▶ _Exercise task_
Reproduce every item below verbatim, omitting the picture from your reproduction.

▶ _Data for processing_
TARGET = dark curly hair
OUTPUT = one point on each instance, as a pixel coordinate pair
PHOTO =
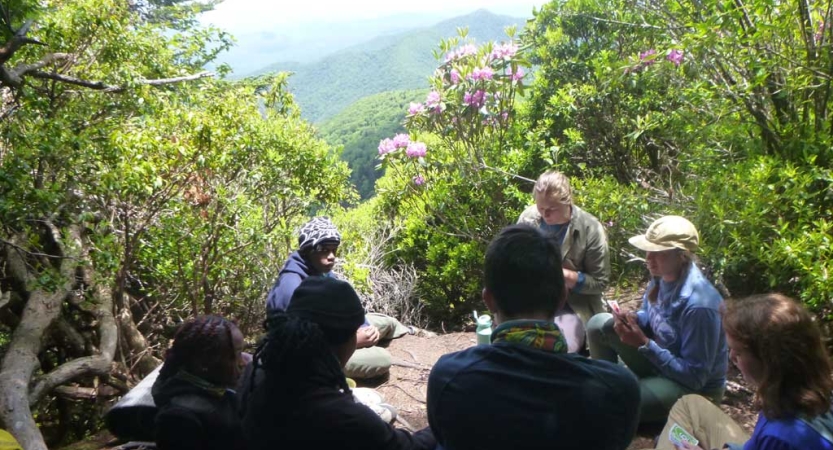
(203, 346)
(782, 335)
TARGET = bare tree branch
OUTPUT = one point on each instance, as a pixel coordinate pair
(21, 358)
(96, 364)
(18, 40)
(101, 86)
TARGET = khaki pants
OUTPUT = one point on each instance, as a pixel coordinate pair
(375, 361)
(703, 420)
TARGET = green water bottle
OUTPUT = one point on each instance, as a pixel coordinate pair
(484, 329)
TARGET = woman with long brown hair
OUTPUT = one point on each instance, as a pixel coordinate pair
(778, 348)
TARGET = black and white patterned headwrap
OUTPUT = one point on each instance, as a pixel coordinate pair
(316, 231)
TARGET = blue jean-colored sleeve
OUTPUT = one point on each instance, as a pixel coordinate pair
(642, 319)
(281, 293)
(769, 443)
(700, 333)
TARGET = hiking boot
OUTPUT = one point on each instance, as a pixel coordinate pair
(384, 411)
(367, 396)
(420, 332)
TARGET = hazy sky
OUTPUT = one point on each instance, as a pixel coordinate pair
(252, 15)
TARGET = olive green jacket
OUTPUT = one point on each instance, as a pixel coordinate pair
(584, 250)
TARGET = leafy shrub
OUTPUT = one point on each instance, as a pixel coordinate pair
(767, 226)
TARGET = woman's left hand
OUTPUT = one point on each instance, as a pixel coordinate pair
(627, 328)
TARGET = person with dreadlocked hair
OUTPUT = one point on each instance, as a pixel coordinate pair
(295, 394)
(197, 406)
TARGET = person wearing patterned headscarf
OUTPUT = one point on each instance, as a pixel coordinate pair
(318, 242)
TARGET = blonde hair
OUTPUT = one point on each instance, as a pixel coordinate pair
(554, 185)
(688, 259)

▶ _Finished exercise_
TARGET = dark curly hair
OUTPUT = one point on each instance, as a pixel coordinate pair
PHOTO =
(203, 346)
(782, 335)
TARGET = bare tree branch
OUTPUT = one point on each instance, as a pixel coordinate pair
(21, 358)
(96, 364)
(18, 40)
(101, 86)
TARGET = khaki pants
OUTPUT = one point on each instance, as a pixel coordinate pair
(375, 361)
(703, 420)
TARGET = green water bottle
OUTPUT = one point on each instance, as a pixel coordinate pair
(484, 329)
TARGET = woman with long brown hair
OUTPUT = one point on each instance, as a pixel coordinate pair
(778, 348)
TARGET = black and white patterned headwrap
OUTPUT = one point on each instance, as a pixel coordinate pair
(316, 231)
TARGET = blue jean-colored sleeve
OUTPUT = one point on each instance, as a pixel coordinate pair
(642, 319)
(281, 293)
(769, 443)
(700, 333)
TARGET = hiking boot
OUTPUT = one point on each instance, as a pixel coordinate pair
(384, 411)
(367, 396)
(420, 332)
TARGET = hazy sky
OUTPUT = one point on each instance, as a pixel coordinate pair
(252, 15)
TARGET = olive green jacket
OUTPUT = one point on each instance, as a pixel coordinate pair
(584, 250)
TARGET = leafy shrub
OUTPUT = one point on each instance, as a pixel coordinate pair
(767, 226)
TARGET = woman's left hand
OUTPUT = one point on each instance, as a pixel coordinate pair
(627, 328)
TARGET = person with dreadlocked hair
OUTPUT = one point on each instance, as a pixel coordinate pair
(295, 394)
(197, 406)
TARGET = person wearing patterned headscarf
OUTPUT = one point on each instance, as a pixel coordinate pair
(318, 242)
TARGET = blonde hair
OUTPUT = one point on each instance, as a pixel coordinate pair
(554, 185)
(688, 259)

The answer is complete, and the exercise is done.